-------- Task inputs --------
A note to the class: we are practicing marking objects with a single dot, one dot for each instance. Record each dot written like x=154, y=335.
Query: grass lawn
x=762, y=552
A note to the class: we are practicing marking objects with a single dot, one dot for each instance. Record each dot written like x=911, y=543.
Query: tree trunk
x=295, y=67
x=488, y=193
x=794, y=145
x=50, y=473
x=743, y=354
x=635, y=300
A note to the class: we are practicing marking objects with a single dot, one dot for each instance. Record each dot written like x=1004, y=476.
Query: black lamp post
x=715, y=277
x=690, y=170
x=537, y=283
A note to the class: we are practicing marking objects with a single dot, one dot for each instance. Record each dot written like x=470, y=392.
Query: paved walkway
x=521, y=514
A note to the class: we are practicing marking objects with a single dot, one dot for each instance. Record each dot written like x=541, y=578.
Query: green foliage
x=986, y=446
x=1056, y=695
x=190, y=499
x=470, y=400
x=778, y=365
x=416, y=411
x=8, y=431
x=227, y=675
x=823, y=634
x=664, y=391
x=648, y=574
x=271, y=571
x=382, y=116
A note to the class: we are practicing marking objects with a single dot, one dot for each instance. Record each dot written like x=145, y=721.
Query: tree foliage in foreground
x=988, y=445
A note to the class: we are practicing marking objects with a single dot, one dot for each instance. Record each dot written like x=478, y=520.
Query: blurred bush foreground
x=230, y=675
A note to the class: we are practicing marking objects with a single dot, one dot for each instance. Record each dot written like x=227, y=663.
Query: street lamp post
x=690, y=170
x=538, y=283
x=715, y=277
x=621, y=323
--------
### [Exercise]
Copy out all of the items above, changing "lamp post" to "lamppost" wherever it appears and leaving everything else as it is.

### [Complete response]
A note to the class: we are practicing marking objects with a single dot, one dot for each instance. Record each dot written like x=154, y=335.
Query: grass lawn
x=762, y=552
A note to the class: we are practicing marking objects with a single dot, one dot for each instance. Record each dot written like x=911, y=543.
Query: tree trunk
x=295, y=67
x=488, y=193
x=794, y=145
x=50, y=473
x=743, y=354
x=635, y=300
A note to the class: we are practicing marking objects with a single dot, one dot for each instance. Record each dot written like x=1004, y=476.
Query: black lamppost
x=715, y=277
x=690, y=170
x=537, y=283
A note to the class: we are practicing marking objects with a single dot, one dot for each instance. Record each dot written like x=470, y=392.
Query: paved walkway
x=521, y=514
A note to the class: we are practicing marking objects with a single dot, one dot for each instance. Record each dot written like x=541, y=578.
Query: green foliage
x=986, y=446
x=1056, y=695
x=190, y=499
x=470, y=400
x=778, y=365
x=416, y=411
x=8, y=431
x=227, y=675
x=823, y=634
x=664, y=391
x=648, y=574
x=271, y=571
x=382, y=116
A note to the class: we are practicing marking objects with a single dot, one dot for each instance. Record each dot written like x=145, y=721.
Query: tree foliage in foreground
x=988, y=445
A note to the class: we are practicing marking objects with a single dot, one dot for each instance. Record each dot written like x=478, y=520.
Query: blurred bush foreground
x=230, y=675
A note to the class: we are practicing marking objects with a single dot, one dot for each instance. Record each dot written like x=227, y=663.
Query: street lamppost
x=690, y=170
x=538, y=283
x=715, y=277
x=621, y=323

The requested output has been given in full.